▸ **Given text**
++++++++++++++++++++
Sunday, November 18, 2012

Apple Crumb Pie

We all thought a double crust apple pie was good. What about an apple crumb pie, though? An apple crumb pie is every child's, and adults, dream. The crumbs are just delicious balls of sugar and butter. Granted flour too, but who cares about that. It's the sugar that satisfies our taste buds, and the butter that leaves us with a warm melt in your mouth feeling. 

For this pie, I still used my No Fail Pie Crust even though it left me with half a ball of dough. With Thanksgiving coming up, though, I don't really care and I could also always use it some other time, but for now it will be turned into a pumpkin pie. Make sure you keep it in your fridge if you're not going to use it the same day or aren't going to make a double crust pie, or a lattice pie. Just know, you will have left over dough when making a crumb pie. 


The apples I used for this pie were Granny Smith apples. They were superb! Out of the apples I have used they are my favorite, and Granny Smith apples are my favorite kind of apples anyway. 


I have no tips or pieces of advice for this pie. Except maybe to have patience when making your crumbs. It is a little tricky.





Recipe for Crust

3 cups flour
1 1\2 cups butter
1 teaspoon salt

1 egg

6 Tablespoons water
1 Tablespoon vinegar 

Directions
Combine first three ingredients. Beat next three ingredients, and pour
into flour mixture. Mix well.


Recipe for Crumbs

1\2 cup flour
1\2 sugar
3 Tablespoons butter ( you may need more)
++++++++++++++++++++
▸ **Supplied data**
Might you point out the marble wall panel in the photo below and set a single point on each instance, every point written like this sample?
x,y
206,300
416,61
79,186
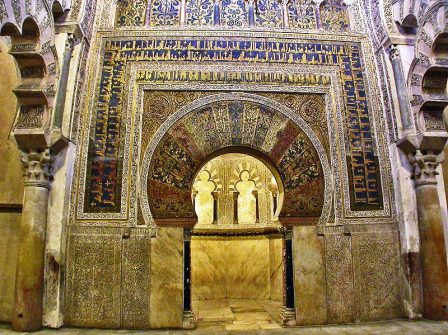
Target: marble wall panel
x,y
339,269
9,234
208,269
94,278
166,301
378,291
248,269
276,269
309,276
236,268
++++++++++++++++++++
▸ **Task requirements**
**A)** In the apple crumb pie post, why isn't the writer bothered by the half ball of leftover dough from the No Fail Pie Crust?
**B)** Echo the apple crumb pie post word for word, everything from "The apples I used" down to "of apples anyway.".

▸ **List of solutions**
**A)** With Thanksgiving coming up, the writer plans to turn the leftover dough into a pumpkin pie and notes that it could also be used some other time.

**B)**
The apples I used for this pie were Granny Smith apples. They were superb! Out of the apples I have used they are my favorite, and Granny Smith apples are my favorite kind of apples anyway.